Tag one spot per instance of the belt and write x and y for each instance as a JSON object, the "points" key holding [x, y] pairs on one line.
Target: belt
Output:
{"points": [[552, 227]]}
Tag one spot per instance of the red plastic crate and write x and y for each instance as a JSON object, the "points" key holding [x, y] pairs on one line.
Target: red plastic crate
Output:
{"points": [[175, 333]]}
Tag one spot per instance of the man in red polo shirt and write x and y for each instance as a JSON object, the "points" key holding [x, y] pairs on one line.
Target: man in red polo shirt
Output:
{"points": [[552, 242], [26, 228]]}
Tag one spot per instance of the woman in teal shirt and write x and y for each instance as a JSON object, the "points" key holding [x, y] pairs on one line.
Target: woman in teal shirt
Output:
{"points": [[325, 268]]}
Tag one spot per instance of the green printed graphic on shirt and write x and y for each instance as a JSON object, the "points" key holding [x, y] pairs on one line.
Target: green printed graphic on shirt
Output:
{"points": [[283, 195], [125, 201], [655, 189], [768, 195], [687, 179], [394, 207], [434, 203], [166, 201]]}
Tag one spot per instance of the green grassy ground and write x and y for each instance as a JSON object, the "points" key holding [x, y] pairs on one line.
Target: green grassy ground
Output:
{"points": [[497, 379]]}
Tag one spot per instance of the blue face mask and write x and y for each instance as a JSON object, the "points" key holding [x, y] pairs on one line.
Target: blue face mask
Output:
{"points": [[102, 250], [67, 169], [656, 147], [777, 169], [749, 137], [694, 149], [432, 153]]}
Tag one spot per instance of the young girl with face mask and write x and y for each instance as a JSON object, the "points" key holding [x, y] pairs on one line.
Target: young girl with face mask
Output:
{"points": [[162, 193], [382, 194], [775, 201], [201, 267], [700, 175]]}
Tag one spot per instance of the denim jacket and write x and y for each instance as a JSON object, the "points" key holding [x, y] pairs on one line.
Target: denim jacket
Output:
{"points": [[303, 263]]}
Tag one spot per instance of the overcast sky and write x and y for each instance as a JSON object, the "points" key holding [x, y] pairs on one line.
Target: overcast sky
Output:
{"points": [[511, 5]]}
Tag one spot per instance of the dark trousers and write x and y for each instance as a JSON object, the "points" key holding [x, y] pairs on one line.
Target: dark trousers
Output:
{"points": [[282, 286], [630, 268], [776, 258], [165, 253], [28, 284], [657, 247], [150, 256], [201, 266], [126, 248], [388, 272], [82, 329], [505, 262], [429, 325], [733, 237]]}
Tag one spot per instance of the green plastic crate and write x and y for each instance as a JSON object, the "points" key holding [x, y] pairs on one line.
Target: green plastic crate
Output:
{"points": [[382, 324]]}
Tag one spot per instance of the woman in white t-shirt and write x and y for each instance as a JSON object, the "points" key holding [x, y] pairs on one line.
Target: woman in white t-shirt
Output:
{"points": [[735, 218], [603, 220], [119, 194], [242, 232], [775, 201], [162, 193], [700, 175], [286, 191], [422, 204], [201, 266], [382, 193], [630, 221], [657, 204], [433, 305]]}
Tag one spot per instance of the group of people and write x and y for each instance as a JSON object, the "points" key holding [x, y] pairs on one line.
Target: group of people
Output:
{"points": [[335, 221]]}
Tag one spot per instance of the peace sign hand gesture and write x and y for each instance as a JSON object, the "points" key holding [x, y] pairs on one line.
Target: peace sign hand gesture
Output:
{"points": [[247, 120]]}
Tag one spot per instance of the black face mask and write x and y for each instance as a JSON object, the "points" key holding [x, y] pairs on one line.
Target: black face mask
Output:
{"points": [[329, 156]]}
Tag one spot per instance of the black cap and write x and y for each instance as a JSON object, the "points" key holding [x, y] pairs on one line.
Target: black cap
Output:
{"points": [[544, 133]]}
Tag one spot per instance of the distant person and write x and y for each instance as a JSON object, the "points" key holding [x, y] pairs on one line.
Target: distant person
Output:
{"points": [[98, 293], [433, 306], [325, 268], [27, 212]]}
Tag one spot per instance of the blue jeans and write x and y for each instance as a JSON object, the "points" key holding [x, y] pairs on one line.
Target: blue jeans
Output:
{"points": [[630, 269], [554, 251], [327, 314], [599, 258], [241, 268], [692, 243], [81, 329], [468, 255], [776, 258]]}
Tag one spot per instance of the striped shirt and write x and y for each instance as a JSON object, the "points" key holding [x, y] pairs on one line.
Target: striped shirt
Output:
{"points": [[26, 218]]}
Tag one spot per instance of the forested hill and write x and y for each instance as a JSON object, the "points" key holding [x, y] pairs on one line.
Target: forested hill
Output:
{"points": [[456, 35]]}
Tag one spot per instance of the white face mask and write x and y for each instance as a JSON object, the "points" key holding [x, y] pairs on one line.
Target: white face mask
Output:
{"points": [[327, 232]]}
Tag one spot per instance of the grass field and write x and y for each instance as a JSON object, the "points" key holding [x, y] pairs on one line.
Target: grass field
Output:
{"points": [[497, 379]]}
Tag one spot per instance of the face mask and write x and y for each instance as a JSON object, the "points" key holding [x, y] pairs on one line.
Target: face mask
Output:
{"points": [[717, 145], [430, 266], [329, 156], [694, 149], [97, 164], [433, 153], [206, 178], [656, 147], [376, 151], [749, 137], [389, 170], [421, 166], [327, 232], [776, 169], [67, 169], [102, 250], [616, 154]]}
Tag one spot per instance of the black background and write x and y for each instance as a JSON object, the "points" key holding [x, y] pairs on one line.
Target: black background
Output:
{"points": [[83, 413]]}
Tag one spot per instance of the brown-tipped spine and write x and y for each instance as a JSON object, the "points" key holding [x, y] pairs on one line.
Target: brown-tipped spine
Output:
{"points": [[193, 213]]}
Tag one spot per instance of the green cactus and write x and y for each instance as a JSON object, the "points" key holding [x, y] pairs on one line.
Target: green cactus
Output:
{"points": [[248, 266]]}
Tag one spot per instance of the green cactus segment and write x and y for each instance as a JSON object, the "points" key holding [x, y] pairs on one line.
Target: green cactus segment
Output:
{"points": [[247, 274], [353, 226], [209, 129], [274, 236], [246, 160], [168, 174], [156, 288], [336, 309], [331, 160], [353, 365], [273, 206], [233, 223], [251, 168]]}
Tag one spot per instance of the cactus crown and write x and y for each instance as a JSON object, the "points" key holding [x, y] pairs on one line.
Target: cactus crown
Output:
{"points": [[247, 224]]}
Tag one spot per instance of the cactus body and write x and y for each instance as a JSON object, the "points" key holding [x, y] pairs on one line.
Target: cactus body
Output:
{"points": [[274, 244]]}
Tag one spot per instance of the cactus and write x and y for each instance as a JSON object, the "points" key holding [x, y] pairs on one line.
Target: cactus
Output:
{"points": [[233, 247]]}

● **Short exercise**
Nothing should be left out: repeat all of the data exactly.

● **Result for this task**
Tag one spot per instance of the belt and write x and y for each instance as a JSON object, the "points" key holding [x, y] pairs on one line.
Target: belt
Output:
{"points": [[552, 227]]}
Tag one spot per instance of the red plastic crate and write x and y for each instance as a JSON object, the "points" key holding [x, y] pairs on one line.
Target: red plastic crate
Output:
{"points": [[175, 333]]}
Tag one spot per instance of the man in red polo shirt and write x and y for each instance as a JSON object, the "points" key holding [x, y] pairs on one line.
Target: man in red polo shirt
Output:
{"points": [[552, 242], [26, 228]]}
Tag one spot per instance of the woman in teal shirt and write x and y for each instance as a JSON object, the "points" key holding [x, y] pairs on one line.
Target: woman in teal shirt
Output:
{"points": [[325, 268]]}
Tag one spot per instance of the green printed graphic on shirt and write x and y for each instance as a JSON object, the "points" key holding [x, y] pairs on one line.
Target: green printed graphic on shirt
Output:
{"points": [[283, 195], [125, 201], [655, 189], [768, 195], [687, 179], [394, 207], [434, 203], [166, 201]]}
Tag one spot per instance of the green grassy ground and write x and y for each instance as a JSON object, the "points" key holding [x, y] pairs on one line.
Target: green grassy ground
Output:
{"points": [[497, 379]]}
Tag one spot per instance of the blue face mask and write x and y for each instance as a JSON object, the "points" key holding [x, y] pairs on one line.
Target: blue face mask
Output:
{"points": [[102, 250], [67, 169], [656, 147], [777, 169], [749, 137], [694, 149], [432, 153]]}
Tag one spot per instance of the young girl with face mask and write x and y for each instance as a JSON object, the "points" key holding [x, y] pairs on one line.
Target: young girl with face mask
Output:
{"points": [[162, 193], [382, 194], [775, 201], [201, 267], [700, 175]]}
Tag one spot per instance of the denim jacket and write x and y for each instance as a JSON object, the "points" key holding [x, y] pairs on one line.
Target: denim jacket
Output:
{"points": [[303, 263]]}
Tag one spot per instance of the overcast sky and write x and y for each instance as a JSON object, the "points" key holding [x, y] pairs on one line.
Target: overcast sky
Output:
{"points": [[511, 5]]}
Tag one spot per instance of the dark trousers and write x and y for each instance as a JSON object, the "points" key holding [x, y] pairs on one line.
Target: dark trousers
Output:
{"points": [[282, 286], [630, 268], [776, 258], [165, 253], [28, 284], [657, 247], [150, 256], [201, 266], [126, 248], [388, 272], [82, 329], [505, 262], [429, 325], [733, 237]]}
Tag one spot per instance of the green plastic crate and write x and y for each instance as a JSON object, the "points" key holding [x, y] pairs on one line.
Target: green plastic crate
Output:
{"points": [[382, 324]]}
Tag one spot per instance of the woman in white t-shirt and write x and y for each instance as a JSON object, the "points" key holding [x, y] pairs on one line.
Target: woman in white t-shirt
Output:
{"points": [[735, 218], [603, 220], [119, 194], [242, 232], [775, 201], [162, 193], [700, 175], [286, 191], [422, 204], [201, 266], [382, 193], [630, 221], [657, 204], [433, 305]]}
Tag one spot per instance of the group of people and write x and y for each instance as a JSON object, the "points" key holding [x, y] pairs on one line.
Target: group of people
Output:
{"points": [[335, 221]]}
Tag one spot per instance of the peace sign hand gesture and write x and y for each instance as a JSON object, the "points" key holding [x, y] pairs on one line.
Target: peace sign hand gesture
Output:
{"points": [[247, 120]]}
Tag one spot per instance of the black face mask and write x and y for each instance as a JSON object, the "points" key holding [x, y] pairs on one line.
Target: black face mask
Output:
{"points": [[329, 156]]}
Tag one spot per instance of the black cap and write x and y for each instance as a JSON object, the "points" key holding [x, y] pairs on one line.
Target: black cap
Output:
{"points": [[544, 133]]}
Tag one spot per instance of the distant person and write x and y for each instance as a JSON object, the "points" key holding [x, y] pairs on one line.
Target: distant person
Output:
{"points": [[98, 293], [433, 306], [325, 268], [27, 212]]}
Tag one spot per instance of the blue jeans and write x and y for each instance as a JSON object, the "points" key holding [x, y] pairs on one line.
Target: blue jeans
Output:
{"points": [[630, 269], [554, 251], [327, 314], [599, 258], [241, 268], [692, 243], [81, 329], [468, 255], [776, 258]]}
Tag one spot per instance of the striped shirt and write x and y for each instance as a JSON object, the "points" key holding [x, y] pairs on one line.
Target: striped shirt
Output:
{"points": [[26, 218]]}
Tag one spot per instance of the forested hill and write x and y for each instance as a JSON object, the "points" key holding [x, y] pairs on one line.
Target: forested hill
Output:
{"points": [[456, 35]]}
Tag one spot per instance of the white face mask and write x and y for each instance as a JSON object, the "points" key holding [x, y] pairs on one line.
Target: white face mask
Output:
{"points": [[327, 232]]}
Tag one spot per instance of the grass field and write x and y for each instance as a JSON object, the "points" key holding [x, y] pairs on one line.
Target: grass field
Output:
{"points": [[497, 379]]}
Tag one spot per instance of the face mask and write x and y for each instance as a JSON object, the "points" key holding [x, y] pairs on one line.
Target: face mask
Output:
{"points": [[717, 145], [430, 266], [329, 156], [694, 149], [97, 164], [433, 153], [206, 178], [656, 147], [376, 151], [749, 137], [389, 170], [421, 166], [327, 232], [776, 169], [67, 169], [102, 250], [616, 154]]}
Tag one spot per instance of the black background and write x and y for each instance as a JSON object, the "points" key holding [x, y] pairs on one line.
Target: black background
Output:
{"points": [[83, 413]]}
Tag one spot per instance of the brown-tipped spine and write x and y for each instance as a JSON object, the "points" key holding [x, y] pairs on one line.
Target: brown-tipped spine
Output:
{"points": [[193, 213]]}
Tag one spot per instance of the green cactus and write x and y for each instance as a JSON object, the "points" key holding [x, y] pairs on one line.
Target: green cactus
Output:
{"points": [[248, 266]]}
Tag one spot per instance of the green cactus segment and write x and y for each instance as a JSON object, the "points" key holding [x, y] pairs on one line.
Target: green cactus segment
Output:
{"points": [[247, 274], [353, 226], [209, 129], [274, 236], [246, 160], [168, 174], [156, 288], [336, 309], [331, 160], [353, 365], [273, 206], [233, 223], [251, 168]]}
Tag one spot per instance of the cactus crown and write x and y for each instance as a JSON object, the "points" key holding [x, y] pairs on one line.
Target: cactus crown
Output:
{"points": [[247, 224]]}
Tag one spot per instance of the cactus body and write x and y for each instance as a JSON object, the "points" key holding [x, y] pairs on one line.
Target: cactus body
Output:
{"points": [[274, 244]]}
Tag one spot per instance of the cactus and write x and y for each instance as a JSON object, the "points" key holding [x, y] pairs on one line.
Target: cactus
Output:
{"points": [[233, 247]]}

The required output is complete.